For this exercise, repeat every line of the material exactly.

▶ _DATASET EXTRACT_:

---

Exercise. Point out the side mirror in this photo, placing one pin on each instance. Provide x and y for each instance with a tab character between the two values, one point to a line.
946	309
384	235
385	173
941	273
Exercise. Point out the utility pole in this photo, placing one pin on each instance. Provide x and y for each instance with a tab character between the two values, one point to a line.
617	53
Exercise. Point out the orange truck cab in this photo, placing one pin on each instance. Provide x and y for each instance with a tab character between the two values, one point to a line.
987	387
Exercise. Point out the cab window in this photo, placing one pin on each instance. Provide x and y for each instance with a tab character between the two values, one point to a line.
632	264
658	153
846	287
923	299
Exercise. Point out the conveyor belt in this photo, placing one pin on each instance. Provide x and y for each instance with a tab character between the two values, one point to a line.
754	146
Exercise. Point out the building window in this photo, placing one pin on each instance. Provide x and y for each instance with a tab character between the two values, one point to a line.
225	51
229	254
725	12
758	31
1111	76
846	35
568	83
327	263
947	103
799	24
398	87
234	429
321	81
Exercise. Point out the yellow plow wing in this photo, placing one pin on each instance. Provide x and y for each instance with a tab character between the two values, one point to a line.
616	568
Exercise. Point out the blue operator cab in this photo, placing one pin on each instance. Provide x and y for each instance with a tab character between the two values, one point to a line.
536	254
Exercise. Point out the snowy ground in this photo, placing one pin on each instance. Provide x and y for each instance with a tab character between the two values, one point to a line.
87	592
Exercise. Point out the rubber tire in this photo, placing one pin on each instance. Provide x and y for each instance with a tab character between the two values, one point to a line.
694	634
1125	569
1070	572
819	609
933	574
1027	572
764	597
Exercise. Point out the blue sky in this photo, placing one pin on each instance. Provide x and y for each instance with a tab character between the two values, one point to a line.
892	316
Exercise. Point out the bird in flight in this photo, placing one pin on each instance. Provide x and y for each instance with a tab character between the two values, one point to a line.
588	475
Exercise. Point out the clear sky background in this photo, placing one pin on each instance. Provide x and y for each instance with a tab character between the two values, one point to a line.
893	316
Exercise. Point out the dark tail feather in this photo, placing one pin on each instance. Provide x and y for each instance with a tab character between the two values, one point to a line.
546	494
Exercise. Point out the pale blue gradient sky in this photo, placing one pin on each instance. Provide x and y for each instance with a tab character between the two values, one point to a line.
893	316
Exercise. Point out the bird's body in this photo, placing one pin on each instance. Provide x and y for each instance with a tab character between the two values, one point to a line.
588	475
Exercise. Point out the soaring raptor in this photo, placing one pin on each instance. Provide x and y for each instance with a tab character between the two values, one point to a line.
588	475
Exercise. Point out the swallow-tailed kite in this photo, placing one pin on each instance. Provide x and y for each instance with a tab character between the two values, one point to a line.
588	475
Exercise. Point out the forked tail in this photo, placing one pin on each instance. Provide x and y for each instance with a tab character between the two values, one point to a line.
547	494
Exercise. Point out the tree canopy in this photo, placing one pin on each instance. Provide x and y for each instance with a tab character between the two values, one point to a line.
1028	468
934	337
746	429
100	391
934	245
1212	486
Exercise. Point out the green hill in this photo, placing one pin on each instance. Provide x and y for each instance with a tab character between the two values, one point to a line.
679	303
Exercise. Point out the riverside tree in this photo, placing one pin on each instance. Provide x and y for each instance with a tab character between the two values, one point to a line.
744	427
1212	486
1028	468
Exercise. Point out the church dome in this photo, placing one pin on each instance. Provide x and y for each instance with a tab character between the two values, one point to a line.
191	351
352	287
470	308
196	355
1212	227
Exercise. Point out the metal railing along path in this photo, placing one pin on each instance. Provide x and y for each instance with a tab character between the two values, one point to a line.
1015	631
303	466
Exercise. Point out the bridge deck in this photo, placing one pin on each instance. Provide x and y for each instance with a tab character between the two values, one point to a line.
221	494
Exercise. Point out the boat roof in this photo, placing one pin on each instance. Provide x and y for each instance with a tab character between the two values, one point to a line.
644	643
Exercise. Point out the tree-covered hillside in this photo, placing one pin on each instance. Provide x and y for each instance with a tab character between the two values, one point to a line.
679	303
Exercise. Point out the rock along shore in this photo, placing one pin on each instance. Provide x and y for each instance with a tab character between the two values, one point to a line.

---

▶ _EXERCISE ANSWER_:
Exercise. Point out the side mirror in this photo, placing one pin on each instance. Provide x and y for each instance with a tab character between the two values, one point to a line.
946	309
384	235
385	173
941	273
Exercise. Point out the utility pole in this photo, placing one pin on each instance. Provide x and y for each instance with a tab character between the two values, one point to a line.
617	53
Exercise. Point out the orange truck cab in this photo, placing one pin on each instance. Provide x and y for each instance with a tab character between the two values, one point to a line.
987	387
Exercise. Point out the cab window in this photo, placing one pin on each instance. Provide x and y for each instance with a tab character between the two values, one point to a line.
632	264
658	153
846	287
923	299
Exercise. Point out the conveyor belt in this photo, placing one pin on each instance. Provide x and y for each instance with a tab character between the two values, one point to a line.
754	146
Exercise. Point out the building window in this photo, placing one pin on each instance. Provide x and y for each instance with a tab character between the two values, one point to a line.
225	51
229	254
725	12
758	31
1111	76
846	35
568	83
327	263
947	103
799	24
398	87
234	429
321	81
Exercise. Point out the yellow plow wing in this photo, placing one pin on each instance. Provide x and y for each instance with a tab character between the two values, one point to a line.
616	568
Exercise. Point out the blue operator cab in this photo, placing one pin on each instance. Provide x and y for each instance with a tab character between the two values, one point to a line.
536	254
Exercise. Point out the snowy ground in this photo, placing one pin on each instance. Provide x and y for each instance with a tab character between the two values, one point to a line.
87	592
Exercise. Point out the rubber tire in this photo, placing one pin on each instance. Provide x and y for each instance with a tab character between the two values, one point to a line.
694	634
1125	569
1070	572
819	609
933	574
1027	572
764	597
Exercise. Point out the blue sky in this photo, placing one pin on each instance. Provide x and y for each instance with a tab character between the two values, one point to a line.
892	316
Exercise. Point out the bird in flight in this photo, placing one pin on each instance. Provide x and y for each instance with a tab character between the two values, one point to a line.
588	475
Exercise. Point out the clear sky background in this photo, placing one pin on each instance. Provide x and y for each instance with a tab character between the two values, one point to a line.
893	316
Exercise. Point out the dark tail feather in this photo, placing one pin on each instance. Provide x and y for each instance with a tab character between the two values, one point to a line.
546	494
Exercise. Point out the pale blue gradient sky in this photo, placing one pin on each instance. Provide x and y for each instance with a tab character between the two values, one point to a line.
893	316
Exercise. Point out the bird's body in this photo, placing one pin on each instance. Provide x and y for each instance with a tab character between the two values, one point to a line.
588	475
Exercise. Point out the soaring raptor in this photo, placing one pin on each instance. Provide x and y for each instance with a tab character between the two values, one point to a line.
588	475
Exercise. Point out the swallow-tailed kite in this photo, placing one pin on each instance. Provide x and y for each instance with a tab character between the two values, one point to a line.
588	475
Exercise. Point out the forked tail in this photo, placing one pin on each instance. Provide x and y for each instance with a tab character between the two values, one point to a line.
547	494
Exercise. Point out the tree canopy in this photo, placing one pin on each instance. Provide x and y for each instance with a tab character between the two values, one point to a line.
1028	468
934	337
746	429
100	391
934	245
1212	486
Exercise. Point out the green hill in this photo, placing one pin on each instance. Provide x and y for each instance with a tab character between the two values, one point to a line.
679	303
Exercise. Point out the riverside tree in this photo, placing one pin on each instance. Provide x and y for each instance with a tab character between the two values, one point to a line.
744	427
1212	486
1028	468
Exercise. Point out the church dome in this photo, placing one pin on each instance. Provide x and y for each instance with a tab character between the two values, one point to a line.
191	351
352	287
470	308
196	355
1212	227
Exercise. Point out the metal railing along path in this photo, placing one pin on each instance. Provide x and y for each instance with a tab character between the two values, one point to a line.
1015	631
303	466
Exercise. Point out the bridge deck in this photo, placing one pin on each instance. Provide x and y for each instance with a tab character between the two values, one point to a line.
221	494
Exercise. Point out the boat roof in this photo, placing one pin on each instance. Provide x and y for each instance with a tab character between the two values, one point to a line.
644	643
Exercise. Point out the tree-covered hillside in this photo, placing one pin on each instance. Provide x and y for each instance with a tab character between the two values, one point to a line.
679	303
Exercise. Point out the rock along shore in this photo, placing one pin on each instance. Provide x and y for each instance with a tab character between the two values, one point to a line.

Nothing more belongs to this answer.